## DATA TO PROCESS
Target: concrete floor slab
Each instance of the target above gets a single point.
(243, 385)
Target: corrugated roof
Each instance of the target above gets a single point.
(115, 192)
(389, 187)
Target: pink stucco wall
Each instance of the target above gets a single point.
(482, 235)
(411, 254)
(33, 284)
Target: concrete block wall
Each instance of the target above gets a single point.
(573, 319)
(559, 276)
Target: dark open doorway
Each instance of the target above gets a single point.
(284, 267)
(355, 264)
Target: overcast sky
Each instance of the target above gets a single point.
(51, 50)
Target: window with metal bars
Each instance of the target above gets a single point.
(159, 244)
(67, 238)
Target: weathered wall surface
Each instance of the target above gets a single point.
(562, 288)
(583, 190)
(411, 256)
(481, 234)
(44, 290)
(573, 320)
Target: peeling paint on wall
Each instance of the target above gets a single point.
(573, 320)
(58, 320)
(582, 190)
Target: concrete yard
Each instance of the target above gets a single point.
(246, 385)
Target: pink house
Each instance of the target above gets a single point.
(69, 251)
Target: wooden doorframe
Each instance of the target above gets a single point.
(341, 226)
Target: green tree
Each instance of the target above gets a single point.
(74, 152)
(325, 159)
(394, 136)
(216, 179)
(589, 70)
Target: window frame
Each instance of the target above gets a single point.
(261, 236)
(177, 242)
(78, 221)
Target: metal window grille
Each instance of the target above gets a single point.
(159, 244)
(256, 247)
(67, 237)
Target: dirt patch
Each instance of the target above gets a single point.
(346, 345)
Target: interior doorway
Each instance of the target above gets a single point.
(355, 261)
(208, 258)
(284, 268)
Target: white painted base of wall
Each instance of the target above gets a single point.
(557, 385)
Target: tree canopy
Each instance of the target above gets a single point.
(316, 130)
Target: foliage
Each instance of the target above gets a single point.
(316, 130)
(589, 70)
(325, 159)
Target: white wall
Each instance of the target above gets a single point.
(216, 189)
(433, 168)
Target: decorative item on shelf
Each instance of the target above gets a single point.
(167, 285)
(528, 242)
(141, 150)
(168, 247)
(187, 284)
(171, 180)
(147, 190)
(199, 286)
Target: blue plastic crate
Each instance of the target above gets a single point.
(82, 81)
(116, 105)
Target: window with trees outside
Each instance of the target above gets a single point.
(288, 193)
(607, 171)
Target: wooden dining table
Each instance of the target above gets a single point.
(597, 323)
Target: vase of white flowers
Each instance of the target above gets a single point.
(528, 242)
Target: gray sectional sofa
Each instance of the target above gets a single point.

## INSTRUCTION
Reproduce every one of the records above line for line, with no change to any word.

## SOLUTION TO THIS EXERCISE
Target: concrete floor slab
Each instance of the target above gets a single point.
(243, 385)
Target: corrugated roof
Each instance of the target above gets a single point.
(115, 192)
(389, 187)
Target: pink stucco wall
Each instance of the target above gets a single point.
(482, 235)
(411, 254)
(33, 284)
Target: concrete block wall
Each instance of the target above gets a single point.
(573, 319)
(559, 276)
Target: dark open doorway
Each instance of the target above gets a single point.
(284, 267)
(355, 264)
Target: overcast sky
Each instance of the target above gets a single point.
(51, 50)
Target: window with metal bars
Each instance of the target above gets a single point.
(159, 244)
(67, 238)
Target: weathered wall surface
Each instance of the target above gets a single point.
(562, 288)
(583, 190)
(411, 256)
(481, 234)
(44, 290)
(573, 320)
Target: peeling paint on wall
Each instance of the target above gets a single point.
(573, 320)
(58, 320)
(582, 190)
Target: concrete yard
Each instance of the target above gets a single point.
(246, 385)
Target: pink house
Each instance of the target above gets a single point.
(69, 251)
Target: wooden doorframe
Each instance of the target above gets a single point.
(341, 226)
Target: green tree
Each instance of the target above gets a single point.
(74, 152)
(325, 159)
(394, 136)
(216, 179)
(589, 70)
Target: window frame
Each instance of the target above gets a single point.
(261, 236)
(177, 242)
(78, 221)
Target: metal window grille
Each instance of the target above gets a single point.
(159, 244)
(256, 247)
(67, 237)
Target: dirt patch
Each instance of the target above gets a single point.
(346, 345)
Target: interior doorway
Each instance of the target above gets a single point.
(355, 261)
(208, 258)
(284, 268)
Target: white painted base of wall
Each instance of the target above gets a single point.
(557, 385)
Target: tree canopy
Each instance of the target above gets a single point.
(316, 130)
Target: foliage
Each instance of the target above gets a single point.
(316, 130)
(589, 70)
(325, 159)
Target: white wall
Each instance of the target above gets a single point.
(216, 189)
(433, 168)
Target: decorative item on shelf
Each instance of the target above gets a single point.
(167, 285)
(528, 242)
(141, 150)
(168, 247)
(187, 284)
(171, 180)
(147, 190)
(199, 286)
Target: blue plastic crate
Each instance of the target above gets a single point.
(82, 81)
(116, 105)
Target: window with trees outside
Each instance of the target above gets a single point.
(288, 193)
(607, 171)
Target: wooden dining table
Each instance of the target above gets a single point.
(597, 323)
Target: vase of white flowers
Each instance of the target above gets a single point.
(528, 242)
Target: gray sectional sofa
Each instance of the target above gets a single point.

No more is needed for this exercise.